:: TEXT SECTION ::

Children’s health is also an issue close to your heart. What initiatives do you have in mind for improving the health of underprivileged children?

So many things need to be done but basic humanitarian needs come first, obviously, and it’s disturbing that we still live in a world that lets millions of children perish from starvation and millions more face unknown futures as refugees looking for safety and shelter. But we also need to look at access for children to reliable, high-quality healthcare services no matter where in the world they live. 

This was the motivation behind both the Al Jalila Foundation, which funds healthcare services, education and research, much of it with a paediatric focus, and the Al Jalila Children’s Specialty Hospital — the only specialised paediatric hospital in our region — which was opened last year as a gift from His Highness Shaikh Mohammad to the children of the UAE. 

The response to the hospital has been remarkable. Almost from the first week it opened, Al Jalila Hospital has received children from around the region who would otherwise have had to travel vast distances to access services like heart surgery, neurological treatment or mental health care. 

As more services are launched in the coming year – a specialised cancer service for children is currently under development – we hope the hospital will come to play an important role in providing hope for sick children and their families, both in the UAE and beyond.

What gives you most joy?

My family gives me the most joy. I am so proud of His Highness Shaikh Mohammad and to be a small part of his life. I am grateful every day to be a witness to his work and what he is building. To have his support and that of the wider Maktoum Family is an honour. I don’t say that for the benefit of an interview, I genuinely mean it, and looking at what they do, and how they hold above all their faith and sense of duty is something that means everything to me because it was the way that I was brought up. 

The mum of Shaikha Al Jalila and Shaikh Zayed regularly shares pictures of her family, including Shaikh Mohammad, on social media

To be able to watch your children grow up in a loving and safe country, surrounded by good people in a natural way is also part of that joy. Dubai and the UAE is a fantastic place to call home, and I feel that every day, the reaction of everyone to us, both nationals and expats, and the way the community works is really what makes it home, and that is all I have ever wanted.

:::
:: RECORD EXTRACTS ::

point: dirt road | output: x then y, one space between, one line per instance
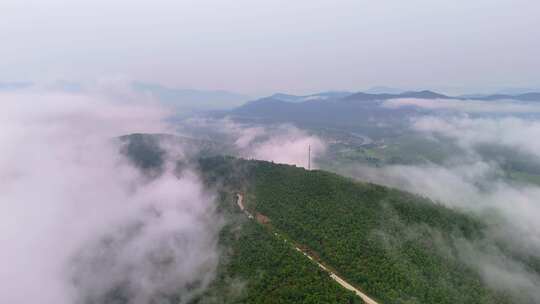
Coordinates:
335 277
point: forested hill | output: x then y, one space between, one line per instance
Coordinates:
397 247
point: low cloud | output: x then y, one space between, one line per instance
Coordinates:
512 132
477 184
467 106
283 143
78 222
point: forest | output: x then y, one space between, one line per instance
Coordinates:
396 246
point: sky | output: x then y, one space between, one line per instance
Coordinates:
260 47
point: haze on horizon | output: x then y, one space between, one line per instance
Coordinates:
260 47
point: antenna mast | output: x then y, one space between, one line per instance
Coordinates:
309 157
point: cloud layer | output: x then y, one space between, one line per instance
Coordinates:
78 222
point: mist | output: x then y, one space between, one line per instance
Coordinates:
78 222
279 143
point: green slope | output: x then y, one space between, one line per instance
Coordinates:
257 267
398 247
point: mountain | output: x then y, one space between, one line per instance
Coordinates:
531 96
397 247
358 109
192 100
318 96
383 89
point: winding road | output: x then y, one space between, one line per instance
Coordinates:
335 277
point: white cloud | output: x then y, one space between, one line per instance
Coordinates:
69 201
468 106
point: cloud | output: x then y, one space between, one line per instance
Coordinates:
512 132
282 143
476 183
468 106
78 222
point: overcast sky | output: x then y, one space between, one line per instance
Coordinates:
257 47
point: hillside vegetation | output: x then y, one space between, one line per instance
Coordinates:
398 247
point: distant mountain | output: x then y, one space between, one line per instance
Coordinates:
192 100
532 96
351 111
384 90
317 96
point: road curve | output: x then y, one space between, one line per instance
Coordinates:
335 277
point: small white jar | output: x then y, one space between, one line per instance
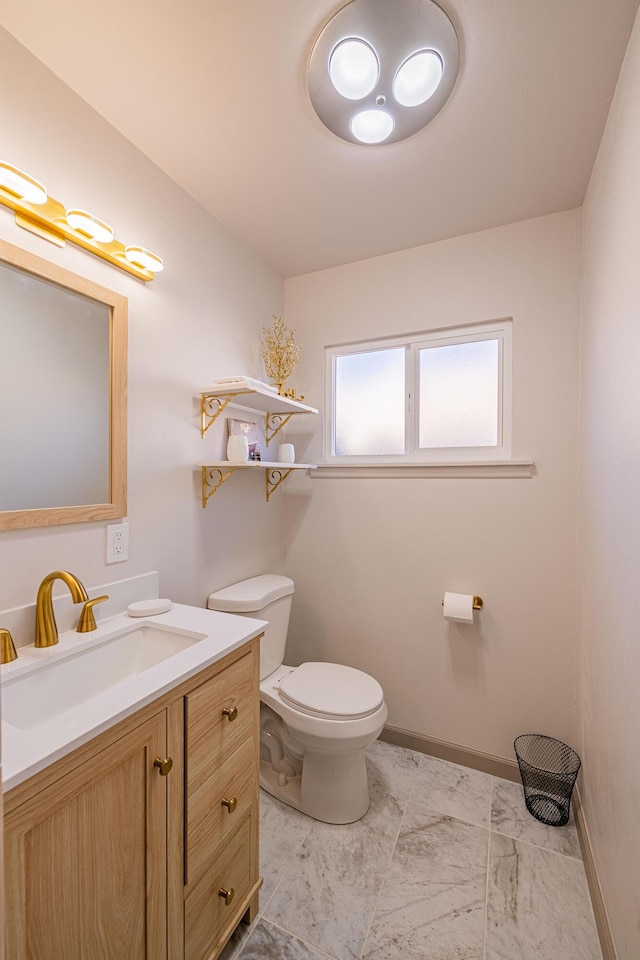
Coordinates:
286 453
237 449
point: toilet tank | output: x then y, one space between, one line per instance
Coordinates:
267 597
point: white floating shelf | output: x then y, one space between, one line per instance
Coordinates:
278 409
216 472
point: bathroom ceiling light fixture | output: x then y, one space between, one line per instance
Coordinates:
36 211
380 71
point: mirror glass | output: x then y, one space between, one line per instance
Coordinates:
62 413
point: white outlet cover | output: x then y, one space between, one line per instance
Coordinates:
117 542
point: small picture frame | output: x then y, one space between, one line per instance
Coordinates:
248 429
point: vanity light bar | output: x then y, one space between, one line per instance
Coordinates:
48 218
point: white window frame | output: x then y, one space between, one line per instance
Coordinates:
501 330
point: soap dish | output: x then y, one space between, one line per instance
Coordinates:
148 608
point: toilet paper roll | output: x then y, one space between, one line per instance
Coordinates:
458 607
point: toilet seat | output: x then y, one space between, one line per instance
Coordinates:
331 691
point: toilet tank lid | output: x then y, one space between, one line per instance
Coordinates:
252 594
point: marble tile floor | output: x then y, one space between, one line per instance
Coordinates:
447 864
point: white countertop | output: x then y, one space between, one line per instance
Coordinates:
26 751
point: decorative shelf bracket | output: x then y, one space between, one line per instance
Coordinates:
210 409
212 480
274 423
274 477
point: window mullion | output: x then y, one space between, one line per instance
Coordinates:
412 400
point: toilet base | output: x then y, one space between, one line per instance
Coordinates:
332 788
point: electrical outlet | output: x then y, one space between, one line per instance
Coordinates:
117 542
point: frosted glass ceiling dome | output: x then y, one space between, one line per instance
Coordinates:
380 71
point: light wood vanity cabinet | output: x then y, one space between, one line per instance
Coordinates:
107 858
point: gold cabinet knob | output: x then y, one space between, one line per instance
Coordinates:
164 766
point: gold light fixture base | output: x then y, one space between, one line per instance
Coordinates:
48 220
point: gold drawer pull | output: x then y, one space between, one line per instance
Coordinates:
226 894
164 766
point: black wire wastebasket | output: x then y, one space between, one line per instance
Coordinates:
548 769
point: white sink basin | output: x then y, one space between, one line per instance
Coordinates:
61 685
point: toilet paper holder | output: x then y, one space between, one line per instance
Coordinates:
478 603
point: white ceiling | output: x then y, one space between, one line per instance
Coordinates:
227 115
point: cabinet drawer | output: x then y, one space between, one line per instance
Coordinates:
205 912
212 735
210 823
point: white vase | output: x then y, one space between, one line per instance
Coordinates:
286 453
237 449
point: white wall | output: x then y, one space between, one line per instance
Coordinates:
610 517
202 318
373 558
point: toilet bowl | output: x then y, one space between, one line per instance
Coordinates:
316 720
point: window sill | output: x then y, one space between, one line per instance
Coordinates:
486 469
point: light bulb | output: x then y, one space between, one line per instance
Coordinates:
144 259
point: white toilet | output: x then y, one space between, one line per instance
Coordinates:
315 720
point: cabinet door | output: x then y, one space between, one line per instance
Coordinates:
85 859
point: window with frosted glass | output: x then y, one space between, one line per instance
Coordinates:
459 395
369 403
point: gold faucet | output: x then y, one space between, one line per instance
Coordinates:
46 628
7 649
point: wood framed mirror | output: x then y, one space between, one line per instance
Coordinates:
63 395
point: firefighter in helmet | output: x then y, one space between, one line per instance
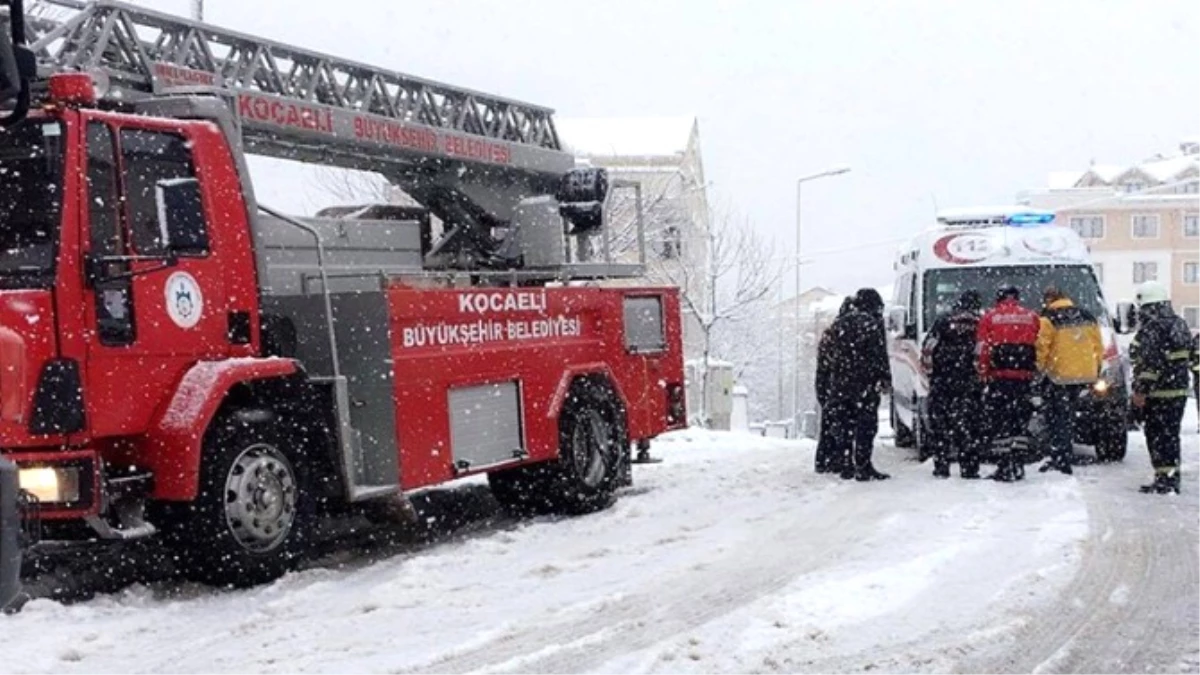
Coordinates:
1161 354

:::

= APPLY WHAT YOU READ =
• A. According to the interview on children's health and family, what service for children is currently being developed at Al Jalila Hospital?
• B. Continue the interview on children's health and family from where it stops.
The rows have nothing to do with the interview on children's health and family.

= EXPECTED RESULTS =
• A. A specialized cancer service for children.

• B.
What makes you sad?

Generally in my life, I see a lot of tragedy on a daily basis. Sometimes it’s through working with the hospitals that you have to deal with a car accident that has taken someone young’s life, or watch parents who struggle to save their child with cancer. Sometimes it’s on the humanitarian missions seeing those who are starving to death or facing situations that are honestly too tragic to even begin to understand. And these are the big things, but I also see, like everyone else, the suffering of people in their everyday lives. Those who have not enough money to get married, or educate their children, and struggle to make ends meet. I see people who are working here and around the world that are far from their homes and choose to work to send small salaries home to support their families. 

Princess Haya in Cambodia

Too many people have a burden that is extraordinarily heavy to bear, even when on the surface they may seem like they have an easy time. Those things make me sad, and I try to notice and to always put myself in others’ shoes and see the world from their perspective because I never want to lose touch with reality. 

What helps me cope, is that every sad thing I see, I am able to go to His Highness and ask for help, and he never says ‘no’. I have never known a person more generous or giving. And I hug my children every day, and give thanks for their father, who allows us all through his actions and response to be a conduit of his good heart.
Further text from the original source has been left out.